▶ _What to do_
In the comment thread below, which book does one commenter wonder how their leadership would view?

▶ _Text block_
········
Yeah good point. Was just unusual that that comment was downvoted (twice?) long after the submission had left the front page, but not the adjacent one where I say basically the same thing. Seemed targeted.
> I wonder what our leadership would make of the book "Turn the ship around". I'm not sure how they'd go about defining responsibility - it seems to be all about passing the buck and CMA.
Not aware of the book, but leaders of democracies are as accountable as much as their citizenry makes them.
Nobody can argue fines for socially unacceptable behaviour don't work. They do.
The problem is that this method of ruling only goes so far.
Eventually you run into situations where a significant enough portion of the population believes something different from another.
Its in these situations, fines and laws prohibiting actions (alcohol, abortion), that things start to fail and where positive reinforcement starts to win out.
All this is with the caveat that I don't want to live in a non free society, if that's on the table, then yes, negative reinforcement works fine, if you don't mind attending the odd struggle session in a north Korean death camp.
Yes, same goes for following traffic rules. You cannot just fix the traffic problems by patting people on the back for stopping at the red light. You need to fine people as much as possible; the higher the fines, the lower the cases of traffic rules violation.
········
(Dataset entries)
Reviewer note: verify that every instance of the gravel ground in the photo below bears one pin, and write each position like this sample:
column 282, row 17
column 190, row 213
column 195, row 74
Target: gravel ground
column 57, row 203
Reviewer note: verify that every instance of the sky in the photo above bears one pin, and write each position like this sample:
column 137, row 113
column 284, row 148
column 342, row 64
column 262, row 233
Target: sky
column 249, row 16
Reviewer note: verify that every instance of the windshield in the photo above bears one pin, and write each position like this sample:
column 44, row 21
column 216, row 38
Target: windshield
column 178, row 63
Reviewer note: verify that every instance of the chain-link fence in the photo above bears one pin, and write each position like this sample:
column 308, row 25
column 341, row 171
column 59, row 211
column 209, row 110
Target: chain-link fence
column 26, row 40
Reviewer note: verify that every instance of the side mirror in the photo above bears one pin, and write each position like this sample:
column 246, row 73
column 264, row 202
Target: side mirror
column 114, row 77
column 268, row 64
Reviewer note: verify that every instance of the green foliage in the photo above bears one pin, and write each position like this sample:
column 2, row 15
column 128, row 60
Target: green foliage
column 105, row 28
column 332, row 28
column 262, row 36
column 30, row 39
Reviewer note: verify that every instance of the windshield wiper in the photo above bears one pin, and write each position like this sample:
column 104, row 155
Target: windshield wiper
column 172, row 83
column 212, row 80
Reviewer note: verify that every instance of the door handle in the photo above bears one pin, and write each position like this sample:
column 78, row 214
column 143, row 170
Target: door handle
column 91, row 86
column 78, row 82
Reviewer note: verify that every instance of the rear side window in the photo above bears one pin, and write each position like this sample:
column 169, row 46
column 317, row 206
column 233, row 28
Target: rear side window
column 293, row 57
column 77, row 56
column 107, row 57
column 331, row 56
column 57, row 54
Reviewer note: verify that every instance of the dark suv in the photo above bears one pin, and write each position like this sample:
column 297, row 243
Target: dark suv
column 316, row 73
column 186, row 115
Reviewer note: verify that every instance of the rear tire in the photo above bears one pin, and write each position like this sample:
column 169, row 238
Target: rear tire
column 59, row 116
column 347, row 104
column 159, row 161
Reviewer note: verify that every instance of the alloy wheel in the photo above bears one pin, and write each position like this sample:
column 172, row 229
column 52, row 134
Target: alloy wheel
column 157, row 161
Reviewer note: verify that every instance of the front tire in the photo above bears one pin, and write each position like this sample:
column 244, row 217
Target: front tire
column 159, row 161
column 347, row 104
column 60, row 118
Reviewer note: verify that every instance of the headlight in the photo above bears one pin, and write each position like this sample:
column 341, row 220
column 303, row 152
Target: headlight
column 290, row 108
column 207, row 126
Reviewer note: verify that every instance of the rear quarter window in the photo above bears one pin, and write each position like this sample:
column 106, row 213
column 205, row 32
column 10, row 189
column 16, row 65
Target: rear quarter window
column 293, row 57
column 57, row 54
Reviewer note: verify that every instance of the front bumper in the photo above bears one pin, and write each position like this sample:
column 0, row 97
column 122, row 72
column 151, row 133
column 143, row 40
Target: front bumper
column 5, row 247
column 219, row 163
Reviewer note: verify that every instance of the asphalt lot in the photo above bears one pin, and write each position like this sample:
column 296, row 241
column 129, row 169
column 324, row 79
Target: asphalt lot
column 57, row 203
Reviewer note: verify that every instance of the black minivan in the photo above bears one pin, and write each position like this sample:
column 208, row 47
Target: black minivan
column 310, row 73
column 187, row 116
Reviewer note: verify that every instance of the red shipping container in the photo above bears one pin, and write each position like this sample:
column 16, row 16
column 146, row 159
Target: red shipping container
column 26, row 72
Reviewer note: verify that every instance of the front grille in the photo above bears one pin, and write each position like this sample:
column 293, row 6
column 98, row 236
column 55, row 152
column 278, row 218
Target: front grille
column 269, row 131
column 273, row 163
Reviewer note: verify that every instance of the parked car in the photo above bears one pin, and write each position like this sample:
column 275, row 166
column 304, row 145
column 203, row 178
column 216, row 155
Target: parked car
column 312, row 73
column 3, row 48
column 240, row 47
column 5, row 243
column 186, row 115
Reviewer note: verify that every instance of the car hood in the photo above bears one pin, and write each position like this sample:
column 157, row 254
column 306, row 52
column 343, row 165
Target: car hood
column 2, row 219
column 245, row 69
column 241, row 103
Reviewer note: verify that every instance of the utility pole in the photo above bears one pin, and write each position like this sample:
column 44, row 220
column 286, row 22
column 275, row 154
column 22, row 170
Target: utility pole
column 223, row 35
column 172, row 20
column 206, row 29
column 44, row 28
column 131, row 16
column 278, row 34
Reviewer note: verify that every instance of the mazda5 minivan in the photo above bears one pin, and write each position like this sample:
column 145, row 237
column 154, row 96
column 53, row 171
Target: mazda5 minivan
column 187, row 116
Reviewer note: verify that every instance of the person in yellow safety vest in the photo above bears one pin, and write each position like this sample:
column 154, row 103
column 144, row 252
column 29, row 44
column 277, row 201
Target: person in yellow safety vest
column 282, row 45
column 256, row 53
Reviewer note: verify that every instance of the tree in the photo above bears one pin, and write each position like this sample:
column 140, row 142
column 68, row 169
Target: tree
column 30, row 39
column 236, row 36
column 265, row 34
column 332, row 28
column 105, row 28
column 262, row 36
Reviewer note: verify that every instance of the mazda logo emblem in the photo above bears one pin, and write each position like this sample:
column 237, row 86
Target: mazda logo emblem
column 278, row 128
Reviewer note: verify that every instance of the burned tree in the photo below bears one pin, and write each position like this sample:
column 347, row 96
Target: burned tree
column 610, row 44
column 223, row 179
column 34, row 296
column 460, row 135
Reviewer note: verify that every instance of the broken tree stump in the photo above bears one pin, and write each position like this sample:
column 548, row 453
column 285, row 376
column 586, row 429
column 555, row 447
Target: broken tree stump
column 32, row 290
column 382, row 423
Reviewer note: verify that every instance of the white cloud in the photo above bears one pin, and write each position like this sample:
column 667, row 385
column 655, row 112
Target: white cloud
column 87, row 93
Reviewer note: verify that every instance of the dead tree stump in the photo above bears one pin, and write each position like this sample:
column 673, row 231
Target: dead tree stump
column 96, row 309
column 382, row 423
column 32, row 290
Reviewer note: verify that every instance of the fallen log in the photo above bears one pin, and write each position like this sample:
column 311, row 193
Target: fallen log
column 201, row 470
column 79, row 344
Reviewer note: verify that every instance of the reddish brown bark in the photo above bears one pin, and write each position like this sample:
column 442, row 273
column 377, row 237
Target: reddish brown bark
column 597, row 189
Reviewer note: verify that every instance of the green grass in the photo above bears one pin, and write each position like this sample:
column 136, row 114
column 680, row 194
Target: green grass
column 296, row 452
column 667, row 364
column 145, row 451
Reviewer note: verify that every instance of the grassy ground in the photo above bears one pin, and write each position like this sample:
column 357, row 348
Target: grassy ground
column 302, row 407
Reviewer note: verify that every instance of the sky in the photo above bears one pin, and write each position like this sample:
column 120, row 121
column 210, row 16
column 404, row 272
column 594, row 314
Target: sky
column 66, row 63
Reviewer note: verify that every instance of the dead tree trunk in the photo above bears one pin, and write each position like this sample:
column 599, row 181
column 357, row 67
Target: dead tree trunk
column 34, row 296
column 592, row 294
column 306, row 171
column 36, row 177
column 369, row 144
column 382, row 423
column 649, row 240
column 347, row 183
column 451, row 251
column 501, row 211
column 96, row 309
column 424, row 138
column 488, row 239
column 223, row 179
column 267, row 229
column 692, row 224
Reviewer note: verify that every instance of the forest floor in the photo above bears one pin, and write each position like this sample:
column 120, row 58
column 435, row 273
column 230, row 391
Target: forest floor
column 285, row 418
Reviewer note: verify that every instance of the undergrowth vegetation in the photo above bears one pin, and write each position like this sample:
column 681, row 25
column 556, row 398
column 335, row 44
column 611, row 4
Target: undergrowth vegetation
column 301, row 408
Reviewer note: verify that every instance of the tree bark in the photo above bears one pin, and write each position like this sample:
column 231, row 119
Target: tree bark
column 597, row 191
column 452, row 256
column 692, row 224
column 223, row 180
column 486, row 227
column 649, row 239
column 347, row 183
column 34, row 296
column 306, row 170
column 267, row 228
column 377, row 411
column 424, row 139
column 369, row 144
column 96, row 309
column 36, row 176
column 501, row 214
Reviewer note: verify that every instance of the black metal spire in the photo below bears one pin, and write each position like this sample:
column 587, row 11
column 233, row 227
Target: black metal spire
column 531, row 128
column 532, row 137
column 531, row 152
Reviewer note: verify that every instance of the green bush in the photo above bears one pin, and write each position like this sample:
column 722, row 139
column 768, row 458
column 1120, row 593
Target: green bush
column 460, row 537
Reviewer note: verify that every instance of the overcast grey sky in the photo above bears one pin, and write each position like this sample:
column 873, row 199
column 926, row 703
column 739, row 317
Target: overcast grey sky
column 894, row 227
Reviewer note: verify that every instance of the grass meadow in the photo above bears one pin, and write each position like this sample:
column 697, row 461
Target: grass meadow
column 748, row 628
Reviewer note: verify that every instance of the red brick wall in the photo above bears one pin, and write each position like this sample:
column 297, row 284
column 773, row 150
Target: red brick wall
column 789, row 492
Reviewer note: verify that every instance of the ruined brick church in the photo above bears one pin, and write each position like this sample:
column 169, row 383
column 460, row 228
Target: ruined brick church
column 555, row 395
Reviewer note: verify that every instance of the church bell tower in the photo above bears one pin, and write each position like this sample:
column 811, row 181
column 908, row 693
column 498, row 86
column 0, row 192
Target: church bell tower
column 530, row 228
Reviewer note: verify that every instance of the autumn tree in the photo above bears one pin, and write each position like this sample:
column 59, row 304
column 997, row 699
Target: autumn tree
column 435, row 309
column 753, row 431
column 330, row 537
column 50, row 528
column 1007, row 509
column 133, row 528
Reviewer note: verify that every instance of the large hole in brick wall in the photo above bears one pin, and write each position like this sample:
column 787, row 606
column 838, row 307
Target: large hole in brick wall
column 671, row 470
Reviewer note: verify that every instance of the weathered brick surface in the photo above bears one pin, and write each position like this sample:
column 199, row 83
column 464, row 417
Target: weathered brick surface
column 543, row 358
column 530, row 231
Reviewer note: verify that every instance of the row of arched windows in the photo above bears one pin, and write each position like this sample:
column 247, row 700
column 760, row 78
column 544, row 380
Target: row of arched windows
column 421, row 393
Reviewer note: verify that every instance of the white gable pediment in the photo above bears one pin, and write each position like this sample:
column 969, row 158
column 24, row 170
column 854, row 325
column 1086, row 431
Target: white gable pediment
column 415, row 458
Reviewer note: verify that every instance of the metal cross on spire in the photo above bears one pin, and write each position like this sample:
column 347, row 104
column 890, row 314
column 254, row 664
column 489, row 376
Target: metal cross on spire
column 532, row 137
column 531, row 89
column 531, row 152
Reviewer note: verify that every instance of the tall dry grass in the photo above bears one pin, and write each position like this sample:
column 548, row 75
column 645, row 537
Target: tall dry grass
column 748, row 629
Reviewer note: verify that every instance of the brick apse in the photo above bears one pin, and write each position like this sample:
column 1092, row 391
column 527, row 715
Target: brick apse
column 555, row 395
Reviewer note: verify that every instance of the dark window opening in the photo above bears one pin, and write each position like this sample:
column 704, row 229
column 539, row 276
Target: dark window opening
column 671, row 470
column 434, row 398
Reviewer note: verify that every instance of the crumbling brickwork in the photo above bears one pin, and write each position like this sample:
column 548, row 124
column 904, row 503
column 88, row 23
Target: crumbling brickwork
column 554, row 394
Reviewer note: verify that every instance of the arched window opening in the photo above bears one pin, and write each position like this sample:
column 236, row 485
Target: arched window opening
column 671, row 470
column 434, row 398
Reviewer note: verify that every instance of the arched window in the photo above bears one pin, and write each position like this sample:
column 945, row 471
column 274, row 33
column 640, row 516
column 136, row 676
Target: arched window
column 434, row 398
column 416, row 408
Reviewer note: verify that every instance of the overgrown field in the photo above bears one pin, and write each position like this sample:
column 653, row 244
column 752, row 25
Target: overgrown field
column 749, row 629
········
▶ _Your solution_
"Turn the ship around"